- TEXTO DO DOCUMENTO
Nos idos de 51, uma notícia sobre Feira que teve repercussão internacional foi registrada por jornais, revistas e rádios: cinco jovens da sociedade local invadiram à meia-noite o cemitério Piedade, violaram quinze sepulturas, quebrando as lajes mortuárias e retirando crâneos para se servirem de cachaça ali e no centro da cidade. O mais comentado era o filho de um dentista, talvez por ser um jovem desabusado; o Zé...

Dia seguinte a repercussão; os jovens desapareceram; processados, não chegaram a ser condenados, e a sociedade logo esqueceu a ação macabra, dita existencialista.

Os desdobramentos do Festival de Woodstock (1969) ainda demorariam a chegar. O povo seguia os ditames do Código Civil de 16, dando ênfase à existência da família legalmente constituída, e o Código Penal bem aplicado aos 'delitos' sexualmente típicos.

Nas décadas de 50/60, infeliz do moço que bulinasse (bulisse, dizia alguns) donzela da faixa dos 14 aos 18 anos! A sedução acarretava prisão por alguns anos ou casamento forçado. Antes dos 14 anos de idade (ainda é) o crime de estupro (embora se refira à violência presumida), era cadeia certa, pensado como se tivesse havido lesão sexual grave.

Muitas jovens namoravam nas janelas de suas casas; os escurinhos dos halls e os jogos do amor eram potencialmente arriscados. Oh Nagé, saudades de Edna!

Indesejado 'boa vida', mas contumaz namorador de dondocas foi descartado por família da sociedade de tê-lo como genro, porque, depois de exame médico e confissão da suposta vítima, ficara  constatado (e bem divulgado) que houvera apenas (e literalmente) pinceladas nas bordas da tela... sem que houvesse nenhum trabalho no centro. Alívio geral.

Conseguir chegar 'nas coxas' era tarefa difícil, tendo restado a expressão para tudo o que fosse inacabado ou mal feito.

Em a notícia rara de ser uma jovem 'incubada', isto é, que não era mais virgem criava-se a expectativas de ganhar as suas graças, pela vantagem de não haver o risco de prisão ou casamento.

Situação constrangedora para os envolvidos era quando, na noite de núpcias, não havia sinal de sangramento no alvo lençol. De manhã cedo, o recém-casado estava na porta do sogro com a esposa para devolvê-la, sob a alegação de não ser ela virgem. Era um escândalo! Ignorava-se que, no caminho, poderia ter havido um dito complacente, para facilitar o ingresso! Houve caso de suicídio de noiva que protestava  pureza de conduta.

- Trechos de dados
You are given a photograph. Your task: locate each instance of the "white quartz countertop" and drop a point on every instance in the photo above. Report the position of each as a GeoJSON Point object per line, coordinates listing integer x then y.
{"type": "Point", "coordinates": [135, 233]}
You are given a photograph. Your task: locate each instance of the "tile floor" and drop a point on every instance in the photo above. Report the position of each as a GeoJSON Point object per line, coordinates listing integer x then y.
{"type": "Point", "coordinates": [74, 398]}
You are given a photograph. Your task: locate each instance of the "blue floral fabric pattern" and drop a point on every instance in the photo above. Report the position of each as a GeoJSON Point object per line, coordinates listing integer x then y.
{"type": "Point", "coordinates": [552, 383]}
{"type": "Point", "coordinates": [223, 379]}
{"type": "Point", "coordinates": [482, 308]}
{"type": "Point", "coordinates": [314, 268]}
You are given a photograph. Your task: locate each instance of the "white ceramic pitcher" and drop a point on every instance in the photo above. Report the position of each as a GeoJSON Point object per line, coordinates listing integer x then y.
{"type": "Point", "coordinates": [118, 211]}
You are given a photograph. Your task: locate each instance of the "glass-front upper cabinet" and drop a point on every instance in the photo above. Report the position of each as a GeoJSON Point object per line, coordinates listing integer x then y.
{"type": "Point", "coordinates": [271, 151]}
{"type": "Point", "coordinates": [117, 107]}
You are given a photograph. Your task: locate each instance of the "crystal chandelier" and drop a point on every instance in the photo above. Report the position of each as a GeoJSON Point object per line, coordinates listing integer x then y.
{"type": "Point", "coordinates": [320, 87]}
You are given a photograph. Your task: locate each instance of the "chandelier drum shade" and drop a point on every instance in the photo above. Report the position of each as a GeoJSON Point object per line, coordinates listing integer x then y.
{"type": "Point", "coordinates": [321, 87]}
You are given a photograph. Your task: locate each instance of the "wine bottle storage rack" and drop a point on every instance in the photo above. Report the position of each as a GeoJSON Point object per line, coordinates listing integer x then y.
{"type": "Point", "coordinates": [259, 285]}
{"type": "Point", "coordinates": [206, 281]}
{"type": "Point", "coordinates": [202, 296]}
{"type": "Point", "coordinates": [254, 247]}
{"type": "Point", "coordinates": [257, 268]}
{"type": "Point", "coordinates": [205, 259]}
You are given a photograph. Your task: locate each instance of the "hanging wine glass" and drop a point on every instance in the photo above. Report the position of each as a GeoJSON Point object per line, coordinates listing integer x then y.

- TAREFAS
[a] Cite o trecho do texto sobre Feira que vai de "Dia seguinte a" a "lesão sexual grave.", inclusive.
[b] Escreva a continuação do texto sobre Feira, começando logo depois da última frase.

- RESPOSTAS POR TAREFA
[a]
Dia seguinte a repercussão; os jovens desapareceram; processados, não chegaram a ser condenados, e a sociedade logo esqueceu a ação macabra, dita existencialista.

Os desdobramentos do Festival de Woodstock (1969) ainda demorariam a chegar. O povo seguia os ditames do Código Civil de 16, dando ênfase à existência da família legalmente constituída, e o Código Penal bem aplicado aos 'delitos' sexualmente típicos.

Nas décadas de 50/60, infeliz do moço que bulinasse (bulisse, dizia alguns) donzela da faixa dos 14 aos 18 anos! A sedução acarretava prisão por alguns anos ou casamento forçado. Antes dos 14 anos de idade (ainda é) o crime de estupro (embora se refira à violência presumida), era cadeia certa, pensado como se tivesse havido lesão sexual grave.

[b]
Também ocorria que certas moças namoradoras admitiam penetração em segunda via, alegando que a principal seria deixada para provar sua castidade ao futuro marido... Talvez a imperatriz Teodora, mulher do famoso Justiniano, que lamentava ter apenas três opções de penetração, fosse mais honesta, por não pretender enganar ninguém... A libidinagem e o compartilhamento sexual são milenares; aliás, certo ministro do STF já defendeu este. 

Fora dessas situações, restava o perigo potencial de se contrair DST, em uma das inúmeras casas do meretrício que se espalhava pelos becos e pela Rua Sales Barbosa antes do comércio lhes substituir. E o que mais amedrontava era a tal Benzetacil. 

Em nossas bandas, já em1978, e quase dez anos depois de Woodstock, quando foi retirado o pino da bomba e junto com a camisinha, houve liberação geral de relações sexuais, viajando pelo interior, soube que naquele dia fora assassinado um lavrador pelo pai de uma 'bulida', o qual confessara na delegacia ter o jovem implorado apenas que não fosse morto a golpes de punhal, não sendo atendido porém, o que causou revolta maior que o próprio homicídio.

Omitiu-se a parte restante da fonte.